***** Entries supplied *****

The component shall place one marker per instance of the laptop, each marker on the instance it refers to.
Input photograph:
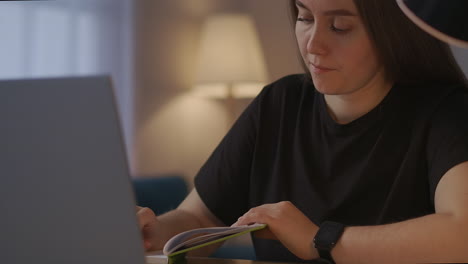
(65, 190)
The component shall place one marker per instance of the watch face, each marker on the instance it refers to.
(328, 235)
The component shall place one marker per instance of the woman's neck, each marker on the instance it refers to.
(345, 108)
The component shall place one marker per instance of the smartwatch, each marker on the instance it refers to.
(326, 238)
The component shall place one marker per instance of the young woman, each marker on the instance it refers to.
(367, 152)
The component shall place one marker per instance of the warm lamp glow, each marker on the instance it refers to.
(230, 60)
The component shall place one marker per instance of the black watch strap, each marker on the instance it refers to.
(326, 238)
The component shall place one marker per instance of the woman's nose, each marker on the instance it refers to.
(316, 43)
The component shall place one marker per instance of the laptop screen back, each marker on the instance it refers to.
(65, 192)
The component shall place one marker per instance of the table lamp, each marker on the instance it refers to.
(230, 60)
(446, 20)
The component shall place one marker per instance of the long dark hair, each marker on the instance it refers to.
(409, 54)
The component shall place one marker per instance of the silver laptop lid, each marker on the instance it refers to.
(65, 192)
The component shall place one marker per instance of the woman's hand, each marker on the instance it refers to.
(148, 225)
(285, 223)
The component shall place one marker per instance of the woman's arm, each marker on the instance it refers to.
(435, 238)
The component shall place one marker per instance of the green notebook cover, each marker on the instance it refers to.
(178, 256)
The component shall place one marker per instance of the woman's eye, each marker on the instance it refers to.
(338, 30)
(305, 20)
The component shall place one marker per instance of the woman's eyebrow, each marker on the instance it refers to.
(333, 12)
(339, 12)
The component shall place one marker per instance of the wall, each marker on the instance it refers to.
(174, 131)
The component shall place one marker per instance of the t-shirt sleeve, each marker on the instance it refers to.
(448, 137)
(223, 181)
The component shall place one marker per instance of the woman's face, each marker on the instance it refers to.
(336, 48)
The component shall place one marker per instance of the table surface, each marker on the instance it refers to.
(197, 260)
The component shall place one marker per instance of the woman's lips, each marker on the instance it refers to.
(319, 69)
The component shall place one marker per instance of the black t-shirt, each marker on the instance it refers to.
(383, 167)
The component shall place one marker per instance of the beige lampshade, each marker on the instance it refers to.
(230, 58)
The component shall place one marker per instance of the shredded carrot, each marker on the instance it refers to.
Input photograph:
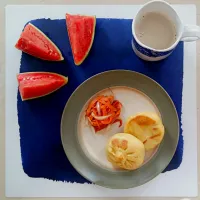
(108, 106)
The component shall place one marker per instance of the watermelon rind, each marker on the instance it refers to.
(51, 73)
(86, 54)
(50, 41)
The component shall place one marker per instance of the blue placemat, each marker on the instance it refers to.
(39, 120)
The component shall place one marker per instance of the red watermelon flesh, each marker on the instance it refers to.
(81, 30)
(37, 84)
(34, 42)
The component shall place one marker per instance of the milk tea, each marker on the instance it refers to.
(155, 30)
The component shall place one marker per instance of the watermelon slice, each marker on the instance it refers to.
(34, 42)
(37, 84)
(81, 31)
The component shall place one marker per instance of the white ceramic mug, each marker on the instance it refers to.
(186, 33)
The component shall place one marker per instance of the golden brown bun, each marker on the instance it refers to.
(147, 127)
(125, 151)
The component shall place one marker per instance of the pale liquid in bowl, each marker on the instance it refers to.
(156, 31)
(94, 144)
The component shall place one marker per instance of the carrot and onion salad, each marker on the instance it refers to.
(103, 111)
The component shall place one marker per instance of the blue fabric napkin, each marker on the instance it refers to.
(39, 119)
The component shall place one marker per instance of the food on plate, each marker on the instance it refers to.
(125, 151)
(103, 111)
(147, 127)
(81, 30)
(37, 84)
(34, 42)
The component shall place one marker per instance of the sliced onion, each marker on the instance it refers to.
(98, 108)
(100, 117)
(86, 121)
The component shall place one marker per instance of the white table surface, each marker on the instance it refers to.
(2, 69)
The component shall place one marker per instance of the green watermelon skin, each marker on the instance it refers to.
(34, 42)
(81, 31)
(38, 84)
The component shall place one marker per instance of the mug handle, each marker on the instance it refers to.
(190, 33)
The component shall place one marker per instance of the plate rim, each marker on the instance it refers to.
(156, 83)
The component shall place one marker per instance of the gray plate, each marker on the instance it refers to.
(122, 179)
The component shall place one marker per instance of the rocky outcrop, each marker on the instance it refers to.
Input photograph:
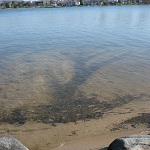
(9, 143)
(133, 142)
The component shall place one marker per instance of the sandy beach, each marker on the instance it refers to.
(83, 135)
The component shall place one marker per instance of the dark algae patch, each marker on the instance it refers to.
(64, 111)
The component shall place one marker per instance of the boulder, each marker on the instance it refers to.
(132, 142)
(9, 143)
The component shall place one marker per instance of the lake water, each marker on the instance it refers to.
(76, 58)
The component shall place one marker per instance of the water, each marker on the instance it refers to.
(74, 57)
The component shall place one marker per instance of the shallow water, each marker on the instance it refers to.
(71, 57)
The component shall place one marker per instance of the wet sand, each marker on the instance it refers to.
(84, 135)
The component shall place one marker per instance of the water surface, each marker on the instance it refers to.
(89, 58)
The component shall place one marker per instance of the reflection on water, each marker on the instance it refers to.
(83, 59)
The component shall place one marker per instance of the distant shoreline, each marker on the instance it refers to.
(49, 6)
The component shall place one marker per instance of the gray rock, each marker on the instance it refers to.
(132, 142)
(9, 143)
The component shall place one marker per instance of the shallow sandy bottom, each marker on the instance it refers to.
(84, 135)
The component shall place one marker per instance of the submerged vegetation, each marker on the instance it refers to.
(63, 111)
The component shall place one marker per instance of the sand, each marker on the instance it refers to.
(83, 135)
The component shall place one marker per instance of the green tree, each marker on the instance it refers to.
(7, 5)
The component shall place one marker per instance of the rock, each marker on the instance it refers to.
(132, 142)
(9, 143)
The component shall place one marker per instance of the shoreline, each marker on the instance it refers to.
(74, 6)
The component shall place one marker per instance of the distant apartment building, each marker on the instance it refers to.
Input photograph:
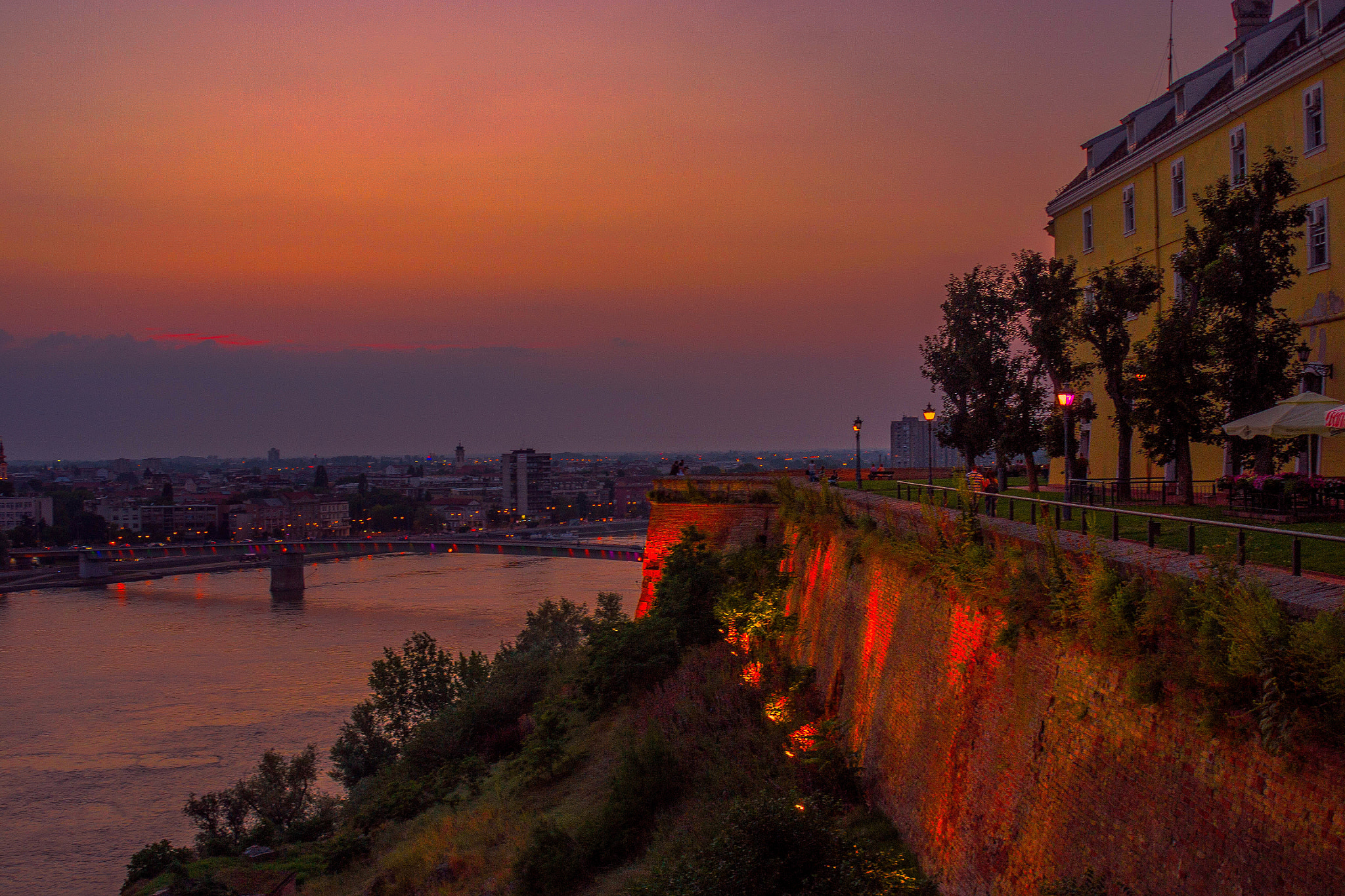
(123, 513)
(526, 481)
(631, 498)
(911, 444)
(459, 511)
(335, 517)
(15, 511)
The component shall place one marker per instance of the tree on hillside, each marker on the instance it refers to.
(970, 362)
(1118, 296)
(1173, 390)
(1046, 296)
(1232, 267)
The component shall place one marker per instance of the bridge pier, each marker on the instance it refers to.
(92, 566)
(287, 572)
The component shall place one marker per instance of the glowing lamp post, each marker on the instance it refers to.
(858, 479)
(930, 414)
(1066, 400)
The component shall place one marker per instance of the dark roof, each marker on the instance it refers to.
(1266, 49)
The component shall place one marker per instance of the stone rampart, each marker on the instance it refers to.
(1006, 769)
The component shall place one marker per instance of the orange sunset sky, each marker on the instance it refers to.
(739, 213)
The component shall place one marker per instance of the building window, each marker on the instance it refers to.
(1319, 245)
(1179, 186)
(1238, 154)
(1314, 124)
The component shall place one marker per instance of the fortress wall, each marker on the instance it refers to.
(1009, 769)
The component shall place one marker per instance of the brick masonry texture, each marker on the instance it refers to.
(1011, 769)
(726, 526)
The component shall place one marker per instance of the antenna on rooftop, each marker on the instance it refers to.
(1170, 7)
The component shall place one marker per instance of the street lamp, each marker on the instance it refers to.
(1064, 398)
(930, 414)
(858, 479)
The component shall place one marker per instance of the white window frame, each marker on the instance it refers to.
(1238, 155)
(1309, 147)
(1319, 222)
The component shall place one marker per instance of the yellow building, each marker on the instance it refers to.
(1282, 83)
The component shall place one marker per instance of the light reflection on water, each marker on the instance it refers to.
(115, 703)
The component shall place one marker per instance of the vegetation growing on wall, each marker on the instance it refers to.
(1219, 647)
(592, 754)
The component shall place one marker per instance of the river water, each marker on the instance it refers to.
(116, 703)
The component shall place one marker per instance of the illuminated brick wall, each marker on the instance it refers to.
(1009, 769)
(728, 526)
(1005, 769)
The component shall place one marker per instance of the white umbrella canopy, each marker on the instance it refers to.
(1304, 414)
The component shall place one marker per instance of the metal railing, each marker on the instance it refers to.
(1102, 492)
(992, 501)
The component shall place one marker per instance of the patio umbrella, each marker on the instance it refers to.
(1302, 414)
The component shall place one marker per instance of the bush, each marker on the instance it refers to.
(693, 578)
(345, 849)
(779, 845)
(154, 860)
(549, 864)
(646, 782)
(628, 656)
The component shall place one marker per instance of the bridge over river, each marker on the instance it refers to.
(287, 559)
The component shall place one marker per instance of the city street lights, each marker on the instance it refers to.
(930, 414)
(858, 479)
(1064, 398)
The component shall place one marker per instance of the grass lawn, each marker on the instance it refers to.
(1270, 550)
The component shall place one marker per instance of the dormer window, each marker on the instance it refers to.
(1314, 127)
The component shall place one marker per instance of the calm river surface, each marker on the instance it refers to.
(116, 703)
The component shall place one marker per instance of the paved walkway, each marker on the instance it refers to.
(1304, 595)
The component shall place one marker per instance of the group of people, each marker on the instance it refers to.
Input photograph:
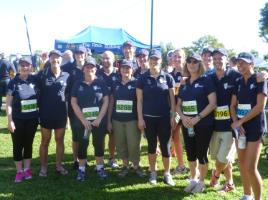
(215, 106)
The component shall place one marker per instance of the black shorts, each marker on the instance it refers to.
(53, 124)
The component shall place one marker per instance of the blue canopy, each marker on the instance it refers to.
(101, 39)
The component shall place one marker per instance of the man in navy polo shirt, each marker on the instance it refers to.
(109, 75)
(222, 146)
(155, 102)
(75, 71)
(142, 59)
(53, 112)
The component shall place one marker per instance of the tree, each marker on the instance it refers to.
(205, 41)
(264, 23)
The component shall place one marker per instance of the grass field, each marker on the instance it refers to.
(66, 187)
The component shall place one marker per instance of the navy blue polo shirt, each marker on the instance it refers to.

*****

From the line that holds "The component shall place one marker per instance of the patio" to the last line of the records, please copy each line exactly and nothing else. Pictures stay out.

The component shall place one marker per instance of the patio umbrella, each marker on the instance it refers to.
(1302, 414)
The component shall place one marker per instance of the bush, each marker on the instance it refers to.
(693, 578)
(345, 849)
(779, 845)
(154, 860)
(549, 864)
(646, 782)
(628, 656)
The component shall place one marker per instance of the bridge over river, each marker on the instance it refers to.
(287, 559)
The component shall place one marker per instance of the city street lights, each marker on the instance it refers to.
(930, 414)
(858, 479)
(1064, 398)
The component shall place one marker per instance of the grass lawn, each marker on the instance it refers to.
(1270, 550)
The component shall place one marker per instance of the dormer window, each marker on the instance it refers to.
(1314, 127)
The component shall place one marker per instance of the calm river surface, each marker on the instance it refers to.
(116, 703)
The component shall place one marker per instance of the paved walkway, each marker on the instance it refers to.
(1304, 595)
The component shall place one marker per instance of the group of people, each marker on the instance it refers to.
Input photograph:
(215, 106)
The component shall place one marker per instance of the black shorts, each marker on the instance it refers to.
(53, 124)
The component shall place one marker per instance of the blue canopy, each marker on the instance it refers to.
(101, 39)
The component shall place one marker per instance of the man in navy polo shirt, each marker on the instance it refers to.
(109, 75)
(222, 146)
(155, 102)
(75, 71)
(142, 59)
(53, 112)
The component shall place one marker per instance of the tree, each marker on the instance it refers to.
(205, 41)
(264, 23)
The component shall place one marker per instance of the grass field, each marker on the instance it refers to.
(66, 187)
The component shall place one marker per instance of the navy blue polo shirt, each marker on the instance it refers to.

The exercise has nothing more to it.